== EXCERPT ==

Читать книгу Queen Victoria: A Personal History - Christopher Hibbert - Страница 12
3 THE CHILD
Оглавление‘I never had a room to myself. I never had a sofa, nor an easy chair, and there was not a single carpet that was not threadbare.’
THE KING’S LITTLE NIECE, VICTORIA, was now eight months old. She had not been well at Sidmouth, suffering from a heavy cold for most of the time; and she had been ‘very upset by the frightful jolting’ of the carriage that brought her back to Kensington. But she was a strong child, as her father had been pleased to note of his ‘little joy’; and at six months she had, in his opinion, been ‘as advanced as children generally are at eight’. She had been vaccinated without ill effects and having been weaned – her mother having caused some disapproval by indelicately insisting on giving what her husband described as ‘maternal nutriment’ – ‘she did not appear to thrive the less for the change’. The Duchess was delighted with her little ‘Vickelchen’, as she called her, although she had to admit that she was already showing ‘symptoms of wanting to get her own little way’.

===

REQUIRED WORK →
For each statement, answer yes or no as to whether it agrees with the excerpt about the infant Victoria, and quote the words from the excerpt that settle it.
1. Victoria was eight months old at this point.
2. Victoria's vaccination made her ill.
3. The Duchess had a pet name for her daughter.
The entries are drawn from a separate source, unrelated to the excerpt.

== DATA RECORDS ==

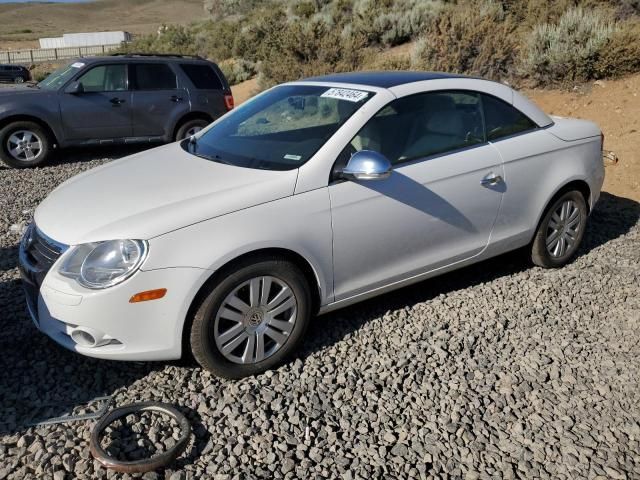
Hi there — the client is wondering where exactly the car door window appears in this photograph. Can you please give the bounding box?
[180,63,223,90]
[482,95,537,140]
[336,91,486,174]
[78,65,127,92]
[133,63,177,90]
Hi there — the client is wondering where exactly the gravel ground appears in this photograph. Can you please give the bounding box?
[0,150,640,480]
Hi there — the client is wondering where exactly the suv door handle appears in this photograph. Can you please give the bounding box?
[480,172,502,187]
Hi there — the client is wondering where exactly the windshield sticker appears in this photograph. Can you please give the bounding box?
[320,88,369,103]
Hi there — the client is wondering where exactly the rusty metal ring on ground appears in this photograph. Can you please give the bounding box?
[89,402,191,473]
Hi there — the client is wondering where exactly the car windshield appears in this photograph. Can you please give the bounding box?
[38,62,84,90]
[182,85,374,170]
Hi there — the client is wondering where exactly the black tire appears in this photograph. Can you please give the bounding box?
[189,256,311,379]
[531,190,588,268]
[175,118,211,141]
[0,121,52,168]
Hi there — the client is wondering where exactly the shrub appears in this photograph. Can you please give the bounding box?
[412,2,518,79]
[259,16,365,88]
[521,8,614,83]
[218,58,256,85]
[595,22,640,77]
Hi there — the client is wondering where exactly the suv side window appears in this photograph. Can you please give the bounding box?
[336,91,485,172]
[482,95,537,140]
[133,63,177,90]
[78,65,127,92]
[180,63,223,90]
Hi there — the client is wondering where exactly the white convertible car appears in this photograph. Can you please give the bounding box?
[20,72,604,378]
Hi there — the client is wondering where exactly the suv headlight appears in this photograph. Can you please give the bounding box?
[59,240,149,289]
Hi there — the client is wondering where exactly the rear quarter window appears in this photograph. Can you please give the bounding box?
[180,63,224,90]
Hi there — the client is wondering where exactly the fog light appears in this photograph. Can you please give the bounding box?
[129,288,167,303]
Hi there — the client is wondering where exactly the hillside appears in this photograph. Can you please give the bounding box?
[0,0,203,50]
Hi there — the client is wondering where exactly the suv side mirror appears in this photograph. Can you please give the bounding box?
[341,150,391,180]
[65,81,84,95]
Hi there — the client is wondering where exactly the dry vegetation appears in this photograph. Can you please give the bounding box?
[119,0,640,88]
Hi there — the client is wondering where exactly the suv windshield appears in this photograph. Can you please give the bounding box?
[38,62,84,90]
[183,85,374,170]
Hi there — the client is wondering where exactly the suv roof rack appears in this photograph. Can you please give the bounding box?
[111,52,205,60]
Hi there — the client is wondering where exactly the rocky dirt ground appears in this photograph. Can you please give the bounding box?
[0,77,640,480]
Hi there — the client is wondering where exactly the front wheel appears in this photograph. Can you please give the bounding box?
[190,258,311,378]
[531,190,587,268]
[0,121,52,168]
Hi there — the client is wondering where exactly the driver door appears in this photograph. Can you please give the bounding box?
[329,91,504,301]
[60,64,133,140]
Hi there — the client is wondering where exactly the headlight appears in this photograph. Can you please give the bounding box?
[60,240,148,289]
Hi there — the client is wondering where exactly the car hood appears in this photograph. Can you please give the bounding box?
[35,143,298,245]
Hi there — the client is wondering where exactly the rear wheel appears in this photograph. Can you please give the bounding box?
[0,121,51,168]
[531,190,587,268]
[176,118,210,141]
[190,257,311,378]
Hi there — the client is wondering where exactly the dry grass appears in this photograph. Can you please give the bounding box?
[0,0,204,50]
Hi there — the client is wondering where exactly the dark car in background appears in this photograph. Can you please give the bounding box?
[0,54,233,168]
[0,65,31,83]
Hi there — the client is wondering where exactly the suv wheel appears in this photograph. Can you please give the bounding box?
[190,257,311,378]
[531,190,587,268]
[175,118,211,141]
[0,122,51,168]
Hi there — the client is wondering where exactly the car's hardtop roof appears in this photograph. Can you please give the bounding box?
[74,55,213,65]
[302,71,473,88]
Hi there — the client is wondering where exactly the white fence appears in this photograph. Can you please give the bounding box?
[0,43,122,64]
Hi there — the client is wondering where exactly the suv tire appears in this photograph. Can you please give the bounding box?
[189,256,311,379]
[175,118,211,141]
[0,121,53,168]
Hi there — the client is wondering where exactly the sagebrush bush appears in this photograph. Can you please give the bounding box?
[595,22,640,78]
[520,8,615,83]
[412,2,518,79]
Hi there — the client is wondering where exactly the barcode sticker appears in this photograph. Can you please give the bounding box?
[320,88,369,103]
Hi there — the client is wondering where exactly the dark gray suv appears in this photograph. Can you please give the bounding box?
[0,65,31,83]
[0,54,233,168]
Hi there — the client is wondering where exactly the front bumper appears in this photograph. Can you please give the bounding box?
[20,248,210,361]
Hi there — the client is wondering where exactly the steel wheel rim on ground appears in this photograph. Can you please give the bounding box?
[7,130,42,162]
[213,275,298,364]
[545,200,582,258]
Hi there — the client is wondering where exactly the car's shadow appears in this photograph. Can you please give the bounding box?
[297,193,640,359]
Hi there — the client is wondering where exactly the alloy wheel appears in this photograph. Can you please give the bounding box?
[213,276,298,364]
[546,200,583,258]
[7,130,42,162]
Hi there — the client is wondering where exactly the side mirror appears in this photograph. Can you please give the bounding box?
[65,81,84,95]
[341,150,391,180]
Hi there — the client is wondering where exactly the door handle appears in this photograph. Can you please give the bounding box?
[480,172,502,187]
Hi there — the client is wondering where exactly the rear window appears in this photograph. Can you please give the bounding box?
[180,63,223,90]
[133,63,176,90]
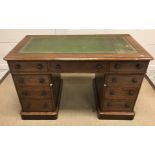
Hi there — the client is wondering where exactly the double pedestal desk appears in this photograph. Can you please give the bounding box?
[4,34,152,119]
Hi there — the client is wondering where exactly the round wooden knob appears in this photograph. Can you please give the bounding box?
[128,90,134,96]
[41,91,47,96]
[114,63,121,69]
[96,64,104,69]
[18,78,24,84]
[15,64,21,69]
[26,103,31,109]
[39,78,45,83]
[43,103,48,109]
[132,78,137,83]
[124,103,130,108]
[107,102,111,107]
[37,64,43,69]
[111,77,117,83]
[55,64,61,69]
[109,90,115,95]
[136,63,143,69]
[22,91,29,96]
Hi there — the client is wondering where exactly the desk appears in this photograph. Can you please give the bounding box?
[4,34,152,119]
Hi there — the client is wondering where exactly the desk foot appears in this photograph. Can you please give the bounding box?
[21,80,63,120]
[21,111,58,120]
[93,79,135,120]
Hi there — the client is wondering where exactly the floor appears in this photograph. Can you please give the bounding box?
[0,74,155,126]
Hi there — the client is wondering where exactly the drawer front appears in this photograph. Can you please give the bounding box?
[18,87,52,99]
[104,87,138,99]
[13,75,50,86]
[21,100,53,112]
[49,61,106,73]
[110,61,148,73]
[102,100,134,112]
[105,75,143,87]
[9,61,47,72]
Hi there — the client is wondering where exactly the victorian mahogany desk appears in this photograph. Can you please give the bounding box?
[4,34,152,119]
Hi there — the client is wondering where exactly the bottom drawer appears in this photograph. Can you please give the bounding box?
[21,100,54,112]
[102,100,134,112]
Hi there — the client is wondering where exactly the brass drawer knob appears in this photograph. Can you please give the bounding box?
[37,64,43,69]
[55,64,61,69]
[136,63,143,69]
[18,78,24,84]
[41,91,47,96]
[96,64,104,69]
[132,78,138,83]
[128,90,135,96]
[39,78,45,83]
[114,63,121,69]
[15,64,21,69]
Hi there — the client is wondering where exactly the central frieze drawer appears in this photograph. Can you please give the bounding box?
[49,61,107,73]
[110,61,148,73]
[13,75,50,86]
[18,87,52,99]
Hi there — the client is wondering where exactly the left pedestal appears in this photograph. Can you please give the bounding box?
[9,61,62,120]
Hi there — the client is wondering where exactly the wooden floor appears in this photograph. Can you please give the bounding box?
[0,74,155,125]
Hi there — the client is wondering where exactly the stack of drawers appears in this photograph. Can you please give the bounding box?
[100,61,148,118]
[9,61,55,112]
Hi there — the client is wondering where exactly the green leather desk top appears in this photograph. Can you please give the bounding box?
[19,36,137,54]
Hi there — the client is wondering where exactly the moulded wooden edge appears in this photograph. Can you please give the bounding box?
[21,79,63,120]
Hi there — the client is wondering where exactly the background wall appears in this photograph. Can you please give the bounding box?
[0,29,155,84]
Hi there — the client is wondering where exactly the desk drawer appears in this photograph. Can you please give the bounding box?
[110,61,148,73]
[21,100,53,112]
[105,74,143,87]
[13,75,50,86]
[9,61,47,72]
[49,61,107,73]
[18,87,52,99]
[102,100,134,112]
[104,87,138,99]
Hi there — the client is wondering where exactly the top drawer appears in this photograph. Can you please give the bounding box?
[9,61,47,72]
[110,61,148,73]
[49,61,107,73]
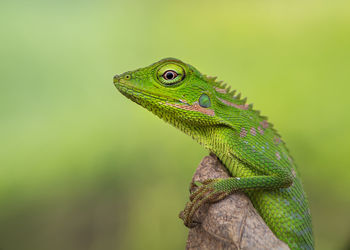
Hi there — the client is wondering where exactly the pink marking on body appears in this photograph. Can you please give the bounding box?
[250,128,256,136]
[165,102,215,116]
[260,120,269,128]
[218,98,249,110]
[214,87,227,94]
[258,126,265,135]
[276,152,281,160]
[273,136,281,145]
[239,128,247,137]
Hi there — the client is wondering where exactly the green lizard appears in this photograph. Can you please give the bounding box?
[114,58,314,249]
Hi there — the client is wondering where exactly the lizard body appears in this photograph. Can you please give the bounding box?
[114,58,314,249]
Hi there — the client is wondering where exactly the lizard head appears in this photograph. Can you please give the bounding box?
[113,58,232,127]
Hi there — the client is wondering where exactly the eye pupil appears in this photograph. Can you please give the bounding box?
[163,70,177,80]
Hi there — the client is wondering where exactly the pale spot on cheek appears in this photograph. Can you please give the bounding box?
[214,87,226,94]
[239,128,247,137]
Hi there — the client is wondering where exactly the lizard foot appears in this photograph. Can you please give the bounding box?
[180,179,229,228]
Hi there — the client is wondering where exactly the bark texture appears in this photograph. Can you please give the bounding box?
[180,154,289,250]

===

FINISHED EXERCISE →
1. Yes: "VICTORIA, was now eight months old"
2. No: "She had been vaccinated without ill effects"
3. Yes: "her little ‘Vickelchen’, as she called her"